Text section:
Observation data (Epoch J2000)
- Constellation: Leo
- Right ascension: 11^{h} 17^{m}
- Declination: +13° 25′
- Brightest member: M66
- Number of galaxies: 3-5

Other designations
- M66 Group, Arp 317, LGG 231, NOGG P1 533, NOGG P2 543

= Leo Triplet =

Group of galaxies in the constellation Leo

The Leo Triplet (also known as the M66 Group) is a small group of galaxies about 35 million light-years away in the constellation Leo. This galaxy group consists of the spiral galaxies M65, M66, and NGC 3628.

==Members==
The table below lists galaxies that have been consistently identified as group members in the Nearby Galaxies Catalog, the Lyons Groups of Galaxies (LGG) Catalog, and the group lists created from the Nearby Optical Galaxy sample of Giuricin et al.

Stored data
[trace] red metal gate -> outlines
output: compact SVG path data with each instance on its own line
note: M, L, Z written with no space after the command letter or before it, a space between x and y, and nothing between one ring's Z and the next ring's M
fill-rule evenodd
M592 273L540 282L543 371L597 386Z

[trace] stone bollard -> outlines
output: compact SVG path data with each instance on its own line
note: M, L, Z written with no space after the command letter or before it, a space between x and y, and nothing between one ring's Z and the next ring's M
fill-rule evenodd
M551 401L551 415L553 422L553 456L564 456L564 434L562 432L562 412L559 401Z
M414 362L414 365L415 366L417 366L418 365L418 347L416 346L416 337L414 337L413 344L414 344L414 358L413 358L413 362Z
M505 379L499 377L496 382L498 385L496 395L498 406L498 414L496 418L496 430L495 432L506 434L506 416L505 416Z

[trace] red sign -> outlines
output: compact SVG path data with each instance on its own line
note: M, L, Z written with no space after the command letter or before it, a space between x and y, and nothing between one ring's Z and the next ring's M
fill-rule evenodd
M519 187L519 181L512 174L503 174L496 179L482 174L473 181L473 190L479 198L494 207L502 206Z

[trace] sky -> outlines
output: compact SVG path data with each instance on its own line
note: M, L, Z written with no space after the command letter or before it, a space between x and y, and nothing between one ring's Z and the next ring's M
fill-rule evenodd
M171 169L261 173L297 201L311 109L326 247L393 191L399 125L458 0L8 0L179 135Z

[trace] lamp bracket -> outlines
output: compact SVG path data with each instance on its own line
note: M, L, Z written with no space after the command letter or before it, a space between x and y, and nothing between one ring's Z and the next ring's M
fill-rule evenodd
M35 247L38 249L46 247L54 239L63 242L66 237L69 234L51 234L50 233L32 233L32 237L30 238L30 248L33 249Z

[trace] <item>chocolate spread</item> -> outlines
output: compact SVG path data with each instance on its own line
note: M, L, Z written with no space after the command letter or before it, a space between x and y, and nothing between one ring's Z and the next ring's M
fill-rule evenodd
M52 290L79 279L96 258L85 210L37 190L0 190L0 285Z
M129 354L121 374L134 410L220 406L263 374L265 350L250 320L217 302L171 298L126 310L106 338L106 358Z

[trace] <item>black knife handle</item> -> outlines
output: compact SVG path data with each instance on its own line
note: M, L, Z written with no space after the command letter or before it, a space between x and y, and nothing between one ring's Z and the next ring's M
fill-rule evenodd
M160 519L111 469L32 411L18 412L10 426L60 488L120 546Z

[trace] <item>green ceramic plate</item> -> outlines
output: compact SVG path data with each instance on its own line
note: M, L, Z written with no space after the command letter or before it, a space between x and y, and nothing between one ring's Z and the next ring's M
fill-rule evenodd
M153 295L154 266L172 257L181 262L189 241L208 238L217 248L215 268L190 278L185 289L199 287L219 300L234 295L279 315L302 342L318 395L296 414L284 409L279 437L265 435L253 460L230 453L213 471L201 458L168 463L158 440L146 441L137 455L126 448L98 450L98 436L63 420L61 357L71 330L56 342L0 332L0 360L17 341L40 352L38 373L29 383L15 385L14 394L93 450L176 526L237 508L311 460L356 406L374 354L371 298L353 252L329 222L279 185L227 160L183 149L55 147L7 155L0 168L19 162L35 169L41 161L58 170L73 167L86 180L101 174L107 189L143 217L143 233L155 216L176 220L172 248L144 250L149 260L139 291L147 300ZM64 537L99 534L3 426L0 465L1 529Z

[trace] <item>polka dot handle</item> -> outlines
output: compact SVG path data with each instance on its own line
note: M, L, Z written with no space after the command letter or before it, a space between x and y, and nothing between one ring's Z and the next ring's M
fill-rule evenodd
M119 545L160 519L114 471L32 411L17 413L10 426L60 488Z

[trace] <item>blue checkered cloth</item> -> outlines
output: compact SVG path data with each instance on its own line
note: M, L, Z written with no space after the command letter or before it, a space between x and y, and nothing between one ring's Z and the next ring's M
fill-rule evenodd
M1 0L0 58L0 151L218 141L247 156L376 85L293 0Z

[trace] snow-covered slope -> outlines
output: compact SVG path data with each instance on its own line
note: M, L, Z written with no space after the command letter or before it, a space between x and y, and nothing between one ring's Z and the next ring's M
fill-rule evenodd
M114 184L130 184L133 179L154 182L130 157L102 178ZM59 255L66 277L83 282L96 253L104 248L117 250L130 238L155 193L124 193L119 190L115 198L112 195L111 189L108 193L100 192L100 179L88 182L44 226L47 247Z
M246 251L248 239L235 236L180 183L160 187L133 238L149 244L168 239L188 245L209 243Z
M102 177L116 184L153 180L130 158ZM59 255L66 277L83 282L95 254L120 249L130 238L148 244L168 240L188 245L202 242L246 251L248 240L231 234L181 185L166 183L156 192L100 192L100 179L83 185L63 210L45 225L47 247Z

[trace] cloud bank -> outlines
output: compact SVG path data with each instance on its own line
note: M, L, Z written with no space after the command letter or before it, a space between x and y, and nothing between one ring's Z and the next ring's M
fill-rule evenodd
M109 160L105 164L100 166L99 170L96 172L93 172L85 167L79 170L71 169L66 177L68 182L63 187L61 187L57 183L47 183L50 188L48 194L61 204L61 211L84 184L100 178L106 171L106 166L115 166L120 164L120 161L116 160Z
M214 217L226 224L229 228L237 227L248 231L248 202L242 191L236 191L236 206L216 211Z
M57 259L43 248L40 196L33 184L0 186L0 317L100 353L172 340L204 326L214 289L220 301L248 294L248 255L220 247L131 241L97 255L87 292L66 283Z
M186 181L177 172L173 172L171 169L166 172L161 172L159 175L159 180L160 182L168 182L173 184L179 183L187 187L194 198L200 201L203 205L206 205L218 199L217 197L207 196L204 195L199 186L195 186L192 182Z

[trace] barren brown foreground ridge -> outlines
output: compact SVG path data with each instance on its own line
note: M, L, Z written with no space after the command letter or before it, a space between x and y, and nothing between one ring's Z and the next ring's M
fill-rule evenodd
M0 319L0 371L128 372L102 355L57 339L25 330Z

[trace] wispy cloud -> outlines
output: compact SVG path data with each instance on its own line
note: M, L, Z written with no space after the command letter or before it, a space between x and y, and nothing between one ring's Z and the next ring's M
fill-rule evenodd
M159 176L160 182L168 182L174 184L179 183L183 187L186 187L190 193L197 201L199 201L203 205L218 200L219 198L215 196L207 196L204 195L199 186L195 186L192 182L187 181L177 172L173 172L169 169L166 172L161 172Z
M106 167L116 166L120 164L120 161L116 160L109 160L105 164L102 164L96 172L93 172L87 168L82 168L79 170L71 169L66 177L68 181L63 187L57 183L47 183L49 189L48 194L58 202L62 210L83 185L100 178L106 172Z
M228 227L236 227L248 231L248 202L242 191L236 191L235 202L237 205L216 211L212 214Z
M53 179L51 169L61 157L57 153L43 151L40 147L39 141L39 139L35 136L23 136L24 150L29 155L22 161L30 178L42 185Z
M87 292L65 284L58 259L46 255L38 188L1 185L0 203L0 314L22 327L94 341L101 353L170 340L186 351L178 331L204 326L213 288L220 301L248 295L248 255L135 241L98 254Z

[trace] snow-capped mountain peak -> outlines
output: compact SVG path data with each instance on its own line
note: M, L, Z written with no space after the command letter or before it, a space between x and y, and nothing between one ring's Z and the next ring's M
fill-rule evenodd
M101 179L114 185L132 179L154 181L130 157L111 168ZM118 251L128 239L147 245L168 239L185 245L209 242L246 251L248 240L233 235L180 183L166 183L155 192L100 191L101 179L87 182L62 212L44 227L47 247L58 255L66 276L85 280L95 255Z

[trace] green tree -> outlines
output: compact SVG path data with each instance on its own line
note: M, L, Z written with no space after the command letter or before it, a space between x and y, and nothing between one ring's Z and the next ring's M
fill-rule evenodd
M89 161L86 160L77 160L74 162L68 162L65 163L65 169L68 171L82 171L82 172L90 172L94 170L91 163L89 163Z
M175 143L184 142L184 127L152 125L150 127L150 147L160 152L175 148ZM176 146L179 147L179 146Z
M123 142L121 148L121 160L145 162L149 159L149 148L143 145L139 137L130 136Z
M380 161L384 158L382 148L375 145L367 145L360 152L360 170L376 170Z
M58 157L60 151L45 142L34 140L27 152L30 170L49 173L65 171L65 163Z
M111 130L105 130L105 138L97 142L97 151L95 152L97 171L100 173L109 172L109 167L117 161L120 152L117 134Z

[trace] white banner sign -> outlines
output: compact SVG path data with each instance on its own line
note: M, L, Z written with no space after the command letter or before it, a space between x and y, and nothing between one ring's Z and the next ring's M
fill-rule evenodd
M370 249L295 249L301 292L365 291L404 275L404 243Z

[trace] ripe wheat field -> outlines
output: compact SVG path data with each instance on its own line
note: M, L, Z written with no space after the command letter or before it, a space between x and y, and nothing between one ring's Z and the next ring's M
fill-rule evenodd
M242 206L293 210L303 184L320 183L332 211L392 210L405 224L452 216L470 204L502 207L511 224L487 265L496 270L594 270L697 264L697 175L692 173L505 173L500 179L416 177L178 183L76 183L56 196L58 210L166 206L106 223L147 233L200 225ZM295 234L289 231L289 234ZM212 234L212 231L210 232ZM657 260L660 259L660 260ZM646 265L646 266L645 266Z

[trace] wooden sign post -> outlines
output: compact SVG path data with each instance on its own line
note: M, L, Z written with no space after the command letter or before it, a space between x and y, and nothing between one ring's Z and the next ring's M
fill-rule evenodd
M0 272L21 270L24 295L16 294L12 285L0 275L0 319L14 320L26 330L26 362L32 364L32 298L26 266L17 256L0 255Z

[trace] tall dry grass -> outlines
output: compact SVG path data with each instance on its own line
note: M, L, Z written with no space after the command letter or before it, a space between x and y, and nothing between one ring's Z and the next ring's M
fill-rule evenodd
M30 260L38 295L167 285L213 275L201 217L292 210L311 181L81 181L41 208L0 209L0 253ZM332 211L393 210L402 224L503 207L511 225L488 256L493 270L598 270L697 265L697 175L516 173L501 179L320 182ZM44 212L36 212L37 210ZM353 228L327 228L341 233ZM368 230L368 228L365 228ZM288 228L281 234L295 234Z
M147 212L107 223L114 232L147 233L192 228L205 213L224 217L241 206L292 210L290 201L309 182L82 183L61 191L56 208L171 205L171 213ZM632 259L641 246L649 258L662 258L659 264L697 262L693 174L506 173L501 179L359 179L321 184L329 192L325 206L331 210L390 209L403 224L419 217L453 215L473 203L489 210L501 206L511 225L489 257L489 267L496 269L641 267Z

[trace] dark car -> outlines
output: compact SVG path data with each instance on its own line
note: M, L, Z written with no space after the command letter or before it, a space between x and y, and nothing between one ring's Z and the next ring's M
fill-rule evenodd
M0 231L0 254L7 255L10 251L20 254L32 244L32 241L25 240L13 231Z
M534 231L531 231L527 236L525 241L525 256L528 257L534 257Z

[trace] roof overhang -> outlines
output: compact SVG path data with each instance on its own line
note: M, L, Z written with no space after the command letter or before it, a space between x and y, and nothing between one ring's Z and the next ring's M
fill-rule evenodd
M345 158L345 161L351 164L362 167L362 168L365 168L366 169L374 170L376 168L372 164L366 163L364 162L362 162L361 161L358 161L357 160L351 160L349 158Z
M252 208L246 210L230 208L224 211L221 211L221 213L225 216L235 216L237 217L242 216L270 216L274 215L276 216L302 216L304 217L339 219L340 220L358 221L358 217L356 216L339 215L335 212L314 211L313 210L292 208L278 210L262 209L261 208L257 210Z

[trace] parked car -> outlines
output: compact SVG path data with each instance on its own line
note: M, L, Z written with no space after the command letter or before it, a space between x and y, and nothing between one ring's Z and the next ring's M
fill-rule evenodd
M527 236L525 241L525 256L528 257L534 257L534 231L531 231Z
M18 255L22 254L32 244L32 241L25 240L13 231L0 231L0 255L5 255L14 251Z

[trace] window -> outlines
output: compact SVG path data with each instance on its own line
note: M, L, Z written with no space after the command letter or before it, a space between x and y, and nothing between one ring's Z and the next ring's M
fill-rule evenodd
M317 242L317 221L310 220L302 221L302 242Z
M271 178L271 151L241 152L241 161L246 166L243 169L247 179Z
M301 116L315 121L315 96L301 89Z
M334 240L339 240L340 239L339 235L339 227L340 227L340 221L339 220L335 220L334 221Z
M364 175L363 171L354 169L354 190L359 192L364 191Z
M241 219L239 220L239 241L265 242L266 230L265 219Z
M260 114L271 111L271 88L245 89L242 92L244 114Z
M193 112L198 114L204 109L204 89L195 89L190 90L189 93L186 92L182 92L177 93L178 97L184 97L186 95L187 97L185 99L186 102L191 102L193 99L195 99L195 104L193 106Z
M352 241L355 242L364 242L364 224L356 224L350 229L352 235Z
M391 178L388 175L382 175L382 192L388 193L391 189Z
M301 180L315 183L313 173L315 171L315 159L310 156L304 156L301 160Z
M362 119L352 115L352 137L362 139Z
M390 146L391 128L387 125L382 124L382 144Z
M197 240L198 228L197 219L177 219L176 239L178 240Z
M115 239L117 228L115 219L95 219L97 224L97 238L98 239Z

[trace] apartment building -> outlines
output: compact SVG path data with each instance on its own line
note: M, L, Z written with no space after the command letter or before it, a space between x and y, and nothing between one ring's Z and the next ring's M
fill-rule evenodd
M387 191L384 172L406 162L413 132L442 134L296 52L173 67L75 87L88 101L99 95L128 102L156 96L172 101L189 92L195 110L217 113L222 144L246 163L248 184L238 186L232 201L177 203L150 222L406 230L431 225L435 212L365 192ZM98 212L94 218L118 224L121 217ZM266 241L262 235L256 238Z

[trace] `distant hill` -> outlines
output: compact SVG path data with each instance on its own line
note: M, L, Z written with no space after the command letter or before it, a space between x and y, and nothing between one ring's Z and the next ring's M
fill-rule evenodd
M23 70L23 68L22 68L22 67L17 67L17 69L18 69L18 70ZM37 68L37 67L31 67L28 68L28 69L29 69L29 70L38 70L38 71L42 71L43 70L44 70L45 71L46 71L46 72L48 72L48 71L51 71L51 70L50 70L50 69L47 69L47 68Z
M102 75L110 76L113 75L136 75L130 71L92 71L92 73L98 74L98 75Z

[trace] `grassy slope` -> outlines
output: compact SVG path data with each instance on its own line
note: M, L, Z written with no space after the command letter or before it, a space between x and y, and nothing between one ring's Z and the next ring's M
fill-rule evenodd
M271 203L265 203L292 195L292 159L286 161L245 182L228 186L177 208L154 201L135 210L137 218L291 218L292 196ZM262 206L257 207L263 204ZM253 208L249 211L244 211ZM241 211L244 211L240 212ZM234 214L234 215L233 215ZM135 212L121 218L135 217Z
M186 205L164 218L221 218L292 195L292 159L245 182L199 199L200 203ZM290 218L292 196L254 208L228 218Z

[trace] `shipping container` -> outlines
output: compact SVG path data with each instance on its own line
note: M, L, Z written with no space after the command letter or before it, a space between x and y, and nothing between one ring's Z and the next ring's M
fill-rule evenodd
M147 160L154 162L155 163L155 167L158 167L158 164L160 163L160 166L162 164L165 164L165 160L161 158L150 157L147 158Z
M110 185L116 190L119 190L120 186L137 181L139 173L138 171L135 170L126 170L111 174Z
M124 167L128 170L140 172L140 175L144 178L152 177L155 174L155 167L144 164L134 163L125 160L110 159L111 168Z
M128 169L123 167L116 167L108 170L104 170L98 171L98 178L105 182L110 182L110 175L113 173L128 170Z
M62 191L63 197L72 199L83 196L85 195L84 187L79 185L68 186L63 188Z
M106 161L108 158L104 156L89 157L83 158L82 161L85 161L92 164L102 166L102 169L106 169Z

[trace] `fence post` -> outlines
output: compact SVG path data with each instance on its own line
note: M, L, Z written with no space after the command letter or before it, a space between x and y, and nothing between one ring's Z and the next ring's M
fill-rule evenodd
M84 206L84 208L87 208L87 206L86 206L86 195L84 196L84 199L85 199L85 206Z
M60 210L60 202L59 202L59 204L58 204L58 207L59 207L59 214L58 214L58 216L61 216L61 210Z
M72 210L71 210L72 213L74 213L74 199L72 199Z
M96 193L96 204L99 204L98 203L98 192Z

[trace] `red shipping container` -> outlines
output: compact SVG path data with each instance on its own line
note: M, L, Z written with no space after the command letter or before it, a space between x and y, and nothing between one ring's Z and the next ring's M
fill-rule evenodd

Work order:
In the text on the Leo Triplet, condense the paragraph beginning "The Leo Triplet (also known as the M66 Group)" into a short bulleted list that keeps its main facts.

Response area:
- The Leo Triplet is also known as the M66 Group.
- It is a small group of galaxies in the constellation Leo.
- It lies about 35 million light-years away.
- It consists of the spiral galaxies M65, M66, and NGC 3628.